:: YOUR TASK ::
Copy word for word the part of the text on Indian politics between "However, these new" and "of them all.", inclusive.

::: READING TEXT :::

Indian politics is a very lively and entertaining gig. We see a lot of action, drama, strategy, entertainment and negativity oozing out of this circus of politics. With so many political parties vying to create their own USP and trying to grab votes, Indian election is a much hyped, colourful affair. 
 
From dynastic politics to one-person run political parties, we see everything happen in this country. From midnight coup’s to a stifling emergency, the world’s largest democracy has seen it all. What is specific to India is the existence and proliferation of regional parties and how they dominate in various states across the country. 
 
Amidst all the chaos if we observe carefully, we realise that branches of dynastic politics keep evolving in our country. Either because of a family feud or a rebel sibling, cutting off from the family. All of this happens in India. In this backdrop, we also see some regional parties having big dreams and ambitions about their vision for India and their state. 
 
However, these new political parties have several challenges. They need to build a strong and loyal cadre and have a good base of leaders who will help, advise, strategise for the party and stick to their agenda or principles. Above all, winning people’s hearts, using extremely competitive marketing strategies and convincing people to vote for them is the biggest challenge of them all. 
 
But then, there are also people who think they can become Chief Ministers and Prime Ministers just because they have established a new political party. We have several examples of kin of dynastic political families who have come up with this idea and believe they deserve the top post. The Congress and the Gandhi family is the biggest example of them all! 
 
For example: We saw how Y.S. Jaganmohan Reddy established YSR Congress, soon after his father’s death and believed he needed to become the CM of united AP. Similarly, in Bihar, we saw an LSE graduate Pushpam Priya Choudhury establishing Plurals Party and contesting in all assembly segments against the bigwigs of the state.

::: ENTRIES SUPPLIED :::

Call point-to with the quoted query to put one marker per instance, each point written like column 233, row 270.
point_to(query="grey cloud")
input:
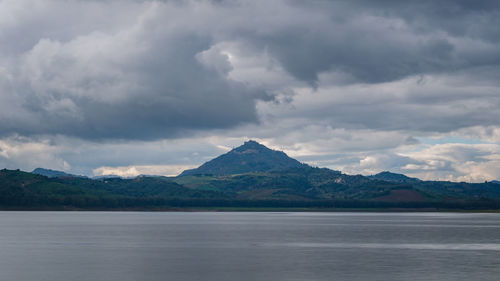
column 149, row 71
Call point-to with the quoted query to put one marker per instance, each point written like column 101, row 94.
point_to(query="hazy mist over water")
column 248, row 246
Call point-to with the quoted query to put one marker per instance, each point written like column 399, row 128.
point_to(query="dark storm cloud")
column 149, row 70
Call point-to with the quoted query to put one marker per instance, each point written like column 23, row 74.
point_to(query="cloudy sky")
column 133, row 87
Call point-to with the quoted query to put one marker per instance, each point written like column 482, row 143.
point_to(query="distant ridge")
column 393, row 177
column 52, row 173
column 247, row 158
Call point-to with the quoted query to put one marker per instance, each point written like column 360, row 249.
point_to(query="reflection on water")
column 248, row 246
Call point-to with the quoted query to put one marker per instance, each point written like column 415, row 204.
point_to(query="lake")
column 236, row 246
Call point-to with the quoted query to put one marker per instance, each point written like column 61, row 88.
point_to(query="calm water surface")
column 125, row 246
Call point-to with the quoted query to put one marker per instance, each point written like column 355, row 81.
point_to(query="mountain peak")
column 247, row 158
column 52, row 173
column 393, row 177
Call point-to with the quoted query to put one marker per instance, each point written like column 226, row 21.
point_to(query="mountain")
column 249, row 158
column 51, row 173
column 393, row 177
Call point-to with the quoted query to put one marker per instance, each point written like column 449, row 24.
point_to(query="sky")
column 131, row 87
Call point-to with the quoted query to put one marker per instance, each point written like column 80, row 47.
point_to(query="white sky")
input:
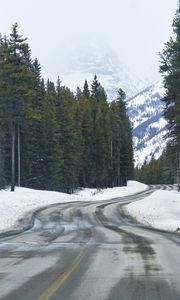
column 136, row 29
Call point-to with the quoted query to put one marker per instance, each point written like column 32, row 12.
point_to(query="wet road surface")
column 90, row 250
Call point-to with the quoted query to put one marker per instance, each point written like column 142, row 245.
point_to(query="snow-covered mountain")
column 98, row 58
column 149, row 126
column 144, row 104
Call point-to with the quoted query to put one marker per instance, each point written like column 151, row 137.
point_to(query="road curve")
column 90, row 250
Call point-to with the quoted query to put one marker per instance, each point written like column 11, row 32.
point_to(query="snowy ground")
column 13, row 206
column 160, row 210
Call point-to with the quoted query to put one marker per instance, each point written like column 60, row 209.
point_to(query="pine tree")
column 86, row 91
column 170, row 68
column 15, row 90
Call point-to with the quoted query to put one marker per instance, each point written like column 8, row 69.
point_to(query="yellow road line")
column 61, row 279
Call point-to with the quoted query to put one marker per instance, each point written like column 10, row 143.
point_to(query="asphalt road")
column 92, row 251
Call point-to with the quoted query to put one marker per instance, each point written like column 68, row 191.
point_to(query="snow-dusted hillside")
column 149, row 126
column 145, row 108
column 83, row 63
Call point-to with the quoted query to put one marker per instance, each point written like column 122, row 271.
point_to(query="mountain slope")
column 149, row 126
column 83, row 63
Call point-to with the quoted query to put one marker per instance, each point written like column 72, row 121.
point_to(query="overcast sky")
column 136, row 29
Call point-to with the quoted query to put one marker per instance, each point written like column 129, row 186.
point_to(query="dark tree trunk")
column 13, row 159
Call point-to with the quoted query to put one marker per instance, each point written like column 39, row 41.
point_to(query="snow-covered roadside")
column 160, row 210
column 13, row 206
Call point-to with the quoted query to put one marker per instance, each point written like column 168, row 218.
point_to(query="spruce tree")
column 170, row 68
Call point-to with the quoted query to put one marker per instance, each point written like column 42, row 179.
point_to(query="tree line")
column 51, row 138
column 167, row 168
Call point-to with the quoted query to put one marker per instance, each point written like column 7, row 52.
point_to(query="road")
column 90, row 250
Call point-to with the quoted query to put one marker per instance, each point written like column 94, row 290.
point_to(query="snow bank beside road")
column 160, row 210
column 14, row 205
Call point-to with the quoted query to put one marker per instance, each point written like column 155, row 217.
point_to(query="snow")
column 14, row 205
column 160, row 210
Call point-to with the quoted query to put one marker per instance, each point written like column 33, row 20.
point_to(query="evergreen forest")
column 52, row 138
column 167, row 168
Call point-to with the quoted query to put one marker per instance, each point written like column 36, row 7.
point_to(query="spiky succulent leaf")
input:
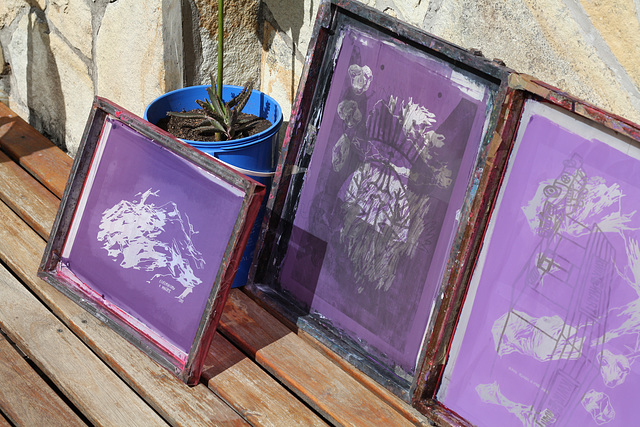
column 240, row 100
column 212, row 113
column 186, row 115
column 214, row 129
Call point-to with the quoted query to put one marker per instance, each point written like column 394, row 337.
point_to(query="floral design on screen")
column 384, row 216
column 144, row 236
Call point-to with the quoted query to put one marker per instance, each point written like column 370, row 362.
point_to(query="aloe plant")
column 221, row 118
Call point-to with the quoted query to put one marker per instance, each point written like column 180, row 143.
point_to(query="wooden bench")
column 61, row 366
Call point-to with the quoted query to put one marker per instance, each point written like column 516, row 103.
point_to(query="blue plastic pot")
column 255, row 155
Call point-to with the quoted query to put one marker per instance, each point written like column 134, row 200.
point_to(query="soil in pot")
column 183, row 128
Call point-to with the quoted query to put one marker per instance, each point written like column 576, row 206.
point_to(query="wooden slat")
column 17, row 188
column 251, row 391
column 34, row 152
column 405, row 409
column 21, row 249
column 272, row 399
column 26, row 398
column 3, row 421
column 318, row 381
column 77, row 372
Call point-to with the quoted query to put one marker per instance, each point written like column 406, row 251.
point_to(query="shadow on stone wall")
column 45, row 99
column 191, row 42
column 286, row 17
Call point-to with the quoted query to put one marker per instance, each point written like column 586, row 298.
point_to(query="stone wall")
column 58, row 54
column 589, row 48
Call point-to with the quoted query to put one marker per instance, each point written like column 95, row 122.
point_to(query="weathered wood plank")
column 34, row 152
column 26, row 398
column 92, row 387
column 29, row 199
column 318, row 381
column 251, row 391
column 21, row 249
column 3, row 421
column 405, row 409
column 225, row 386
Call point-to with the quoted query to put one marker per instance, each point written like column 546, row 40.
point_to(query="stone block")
column 130, row 53
column 76, row 88
column 242, row 46
column 9, row 11
column 73, row 19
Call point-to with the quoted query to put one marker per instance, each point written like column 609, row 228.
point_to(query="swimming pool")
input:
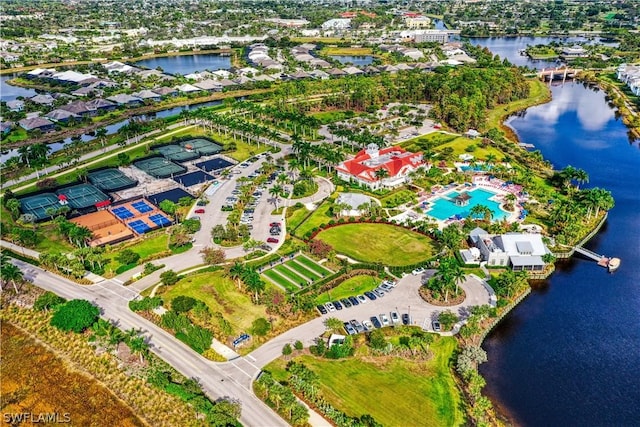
column 444, row 207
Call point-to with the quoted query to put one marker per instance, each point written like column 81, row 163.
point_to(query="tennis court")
column 160, row 220
column 203, row 146
column 111, row 180
column 174, row 195
column 159, row 167
column 141, row 207
column 139, row 226
column 193, row 178
column 82, row 196
column 177, row 153
column 37, row 205
column 214, row 164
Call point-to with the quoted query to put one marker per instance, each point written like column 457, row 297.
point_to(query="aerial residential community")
column 369, row 213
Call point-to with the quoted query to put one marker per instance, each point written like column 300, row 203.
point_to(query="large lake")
column 187, row 64
column 568, row 354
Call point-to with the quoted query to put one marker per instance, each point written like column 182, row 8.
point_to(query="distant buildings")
column 380, row 168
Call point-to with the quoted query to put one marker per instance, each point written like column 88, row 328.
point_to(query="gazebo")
column 462, row 199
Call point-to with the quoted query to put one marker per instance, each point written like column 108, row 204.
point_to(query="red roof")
column 393, row 165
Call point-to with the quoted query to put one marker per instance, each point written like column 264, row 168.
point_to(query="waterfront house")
column 37, row 123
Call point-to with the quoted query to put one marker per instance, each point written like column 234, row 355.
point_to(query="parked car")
column 376, row 322
column 384, row 319
column 349, row 328
column 395, row 317
column 417, row 271
column 405, row 319
column 436, row 326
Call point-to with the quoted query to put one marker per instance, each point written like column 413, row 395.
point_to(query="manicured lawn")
column 313, row 265
column 319, row 216
column 294, row 277
column 383, row 243
column 279, row 280
column 220, row 294
column 350, row 287
column 396, row 393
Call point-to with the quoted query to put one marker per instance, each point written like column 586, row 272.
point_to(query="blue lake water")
column 358, row 61
column 568, row 355
column 187, row 64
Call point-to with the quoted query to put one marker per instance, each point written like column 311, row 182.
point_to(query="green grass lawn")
column 294, row 277
column 396, row 393
column 383, row 243
column 220, row 294
column 279, row 280
column 319, row 216
column 351, row 287
column 300, row 268
column 310, row 264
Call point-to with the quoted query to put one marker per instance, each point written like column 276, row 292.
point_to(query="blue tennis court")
column 142, row 207
column 160, row 220
column 122, row 213
column 139, row 226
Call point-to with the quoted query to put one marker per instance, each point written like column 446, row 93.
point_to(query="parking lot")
column 405, row 304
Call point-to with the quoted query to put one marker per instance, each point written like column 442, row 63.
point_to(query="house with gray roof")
column 39, row 123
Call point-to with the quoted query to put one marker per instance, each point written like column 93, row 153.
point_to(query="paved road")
column 232, row 379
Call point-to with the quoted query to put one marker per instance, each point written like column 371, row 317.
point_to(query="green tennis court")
column 177, row 153
column 111, row 180
column 159, row 167
column 37, row 205
column 82, row 196
column 203, row 146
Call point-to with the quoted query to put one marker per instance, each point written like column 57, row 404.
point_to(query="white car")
column 384, row 319
column 417, row 271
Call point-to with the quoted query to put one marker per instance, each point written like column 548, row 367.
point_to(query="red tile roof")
column 393, row 165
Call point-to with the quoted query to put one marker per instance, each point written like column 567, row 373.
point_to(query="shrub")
column 47, row 301
column 75, row 315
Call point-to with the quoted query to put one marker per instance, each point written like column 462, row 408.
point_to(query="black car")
column 405, row 319
column 376, row 322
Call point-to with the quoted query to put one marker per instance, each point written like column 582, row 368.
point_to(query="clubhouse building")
column 377, row 168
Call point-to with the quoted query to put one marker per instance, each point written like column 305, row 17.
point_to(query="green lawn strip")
column 296, row 217
column 313, row 265
column 299, row 268
column 220, row 294
column 419, row 393
column 351, row 287
column 382, row 243
column 279, row 280
column 291, row 275
column 319, row 216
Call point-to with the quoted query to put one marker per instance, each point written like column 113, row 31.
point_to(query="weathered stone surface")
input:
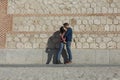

:::

:: CORRECT OUTPUT ::
However, these new political parties have several challenges. They need to build a strong and loyal cadre and have a good base of leaders who will help, advise, strategise for the party and stick to their agenda or principles. Above all, winning people’s hearts, using extremely competitive marketing strategies and convincing people to vote for them is the biggest challenge of them all.